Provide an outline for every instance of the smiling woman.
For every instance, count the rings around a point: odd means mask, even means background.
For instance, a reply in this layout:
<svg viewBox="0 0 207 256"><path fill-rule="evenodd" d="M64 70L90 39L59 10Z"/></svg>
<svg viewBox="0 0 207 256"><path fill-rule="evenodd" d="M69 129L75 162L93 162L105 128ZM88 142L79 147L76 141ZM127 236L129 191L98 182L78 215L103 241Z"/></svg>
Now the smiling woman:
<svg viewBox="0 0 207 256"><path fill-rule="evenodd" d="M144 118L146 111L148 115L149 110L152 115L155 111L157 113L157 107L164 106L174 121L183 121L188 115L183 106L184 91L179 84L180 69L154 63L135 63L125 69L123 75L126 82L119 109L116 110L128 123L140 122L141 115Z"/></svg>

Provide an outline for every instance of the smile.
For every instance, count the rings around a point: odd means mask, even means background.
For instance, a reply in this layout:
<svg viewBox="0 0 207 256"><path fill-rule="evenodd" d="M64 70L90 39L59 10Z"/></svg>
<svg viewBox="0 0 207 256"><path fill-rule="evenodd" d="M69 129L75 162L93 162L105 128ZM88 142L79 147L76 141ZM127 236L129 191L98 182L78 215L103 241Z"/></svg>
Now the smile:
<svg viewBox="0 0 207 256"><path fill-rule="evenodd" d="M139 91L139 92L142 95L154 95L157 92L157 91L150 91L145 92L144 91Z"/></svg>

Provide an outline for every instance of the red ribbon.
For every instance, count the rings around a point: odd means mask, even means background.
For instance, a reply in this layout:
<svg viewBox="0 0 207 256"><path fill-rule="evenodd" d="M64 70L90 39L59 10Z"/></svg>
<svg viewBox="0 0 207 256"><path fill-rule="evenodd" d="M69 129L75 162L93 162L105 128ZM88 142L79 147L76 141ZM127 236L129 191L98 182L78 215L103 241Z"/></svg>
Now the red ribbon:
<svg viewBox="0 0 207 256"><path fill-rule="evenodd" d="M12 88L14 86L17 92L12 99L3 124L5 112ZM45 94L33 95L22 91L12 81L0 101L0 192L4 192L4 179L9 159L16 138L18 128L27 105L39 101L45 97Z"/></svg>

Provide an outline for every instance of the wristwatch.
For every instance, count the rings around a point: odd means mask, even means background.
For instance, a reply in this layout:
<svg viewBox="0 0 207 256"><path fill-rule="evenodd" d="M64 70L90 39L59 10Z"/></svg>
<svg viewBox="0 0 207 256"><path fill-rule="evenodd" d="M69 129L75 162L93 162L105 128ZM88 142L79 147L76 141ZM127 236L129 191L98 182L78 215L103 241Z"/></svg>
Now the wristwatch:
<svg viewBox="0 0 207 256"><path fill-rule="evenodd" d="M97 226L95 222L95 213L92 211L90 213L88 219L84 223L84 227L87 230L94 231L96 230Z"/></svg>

________________

▶ GIVEN REQUEST
Present every line of the entries above as a Markdown table with the columns n and Line, numbering the rows and omitting blank lines.

▶ RESPONSE TO THIS TASK
| n | Line |
|---|---|
| 1 | Provide an outline for every instance of the smiling woman. |
| 2 | For every instance, count the rings around a point: odd means mask, even means background. |
| 3 | For instance, a reply in this layout: |
| 4 | <svg viewBox="0 0 207 256"><path fill-rule="evenodd" d="M64 70L90 39L59 10Z"/></svg> |
| 5 | <svg viewBox="0 0 207 256"><path fill-rule="evenodd" d="M69 129L75 162L93 162L105 128ZM88 142L79 147L76 141ZM127 236L129 191L98 182L78 215L103 241Z"/></svg> |
| 6 | Now the smiling woman: |
| 7 | <svg viewBox="0 0 207 256"><path fill-rule="evenodd" d="M144 118L146 111L148 115L149 110L152 115L155 111L157 113L157 107L164 106L174 121L183 121L188 115L183 106L184 91L179 84L180 69L154 63L135 63L125 69L123 75L126 82L119 109L116 110L128 123L140 122L141 115Z"/></svg> |
| 8 | Provide an outline for every instance of the smile. |
| 9 | For every instance, count the rings around a point: odd means mask, even means background. |
| 10 | For instance, a reply in this layout: |
| 11 | <svg viewBox="0 0 207 256"><path fill-rule="evenodd" d="M64 70L90 39L59 10Z"/></svg> |
| 12 | <svg viewBox="0 0 207 256"><path fill-rule="evenodd" d="M69 129L75 162L93 162L105 128ZM88 142L79 147L76 141ZM127 236L129 191L98 182L78 215L103 241Z"/></svg> |
| 13 | Now the smile: |
| 14 | <svg viewBox="0 0 207 256"><path fill-rule="evenodd" d="M139 91L139 92L142 95L154 95L157 92L157 91L150 91L145 92L144 91Z"/></svg> |
| 15 | Provide an outline for every instance of the red ribbon. |
| 16 | For every instance, count the rings around a point: odd means mask, even means background. |
| 17 | For instance, a reply in this layout: |
| 18 | <svg viewBox="0 0 207 256"><path fill-rule="evenodd" d="M64 70L90 39L59 10Z"/></svg> |
| 19 | <svg viewBox="0 0 207 256"><path fill-rule="evenodd" d="M69 129L75 162L93 162L105 128ZM88 142L79 147L76 141ZM127 236L129 191L98 182L78 215L103 241Z"/></svg> |
| 20 | Now the red ribbon: |
| 21 | <svg viewBox="0 0 207 256"><path fill-rule="evenodd" d="M12 88L14 86L17 92L12 99L3 124L5 112ZM45 94L33 95L22 91L12 81L0 101L0 192L4 192L4 179L9 159L16 138L18 128L27 105L39 101L45 97Z"/></svg> |
| 22 | Provide an outline for every instance of the wristwatch. |
| 23 | For every instance, count the rings around a point: odd means mask, even means background. |
| 24 | For instance, a reply in this layout: |
| 25 | <svg viewBox="0 0 207 256"><path fill-rule="evenodd" d="M64 70L90 39L59 10Z"/></svg> |
| 26 | <svg viewBox="0 0 207 256"><path fill-rule="evenodd" d="M69 129L75 162L93 162L105 128ZM88 142L79 147L76 141ZM127 236L129 191L98 182L78 215L103 241Z"/></svg> |
| 27 | Now the wristwatch: |
| 28 | <svg viewBox="0 0 207 256"><path fill-rule="evenodd" d="M97 226L95 222L95 213L92 211L90 213L88 219L84 223L84 227L87 230L94 231L96 230Z"/></svg> |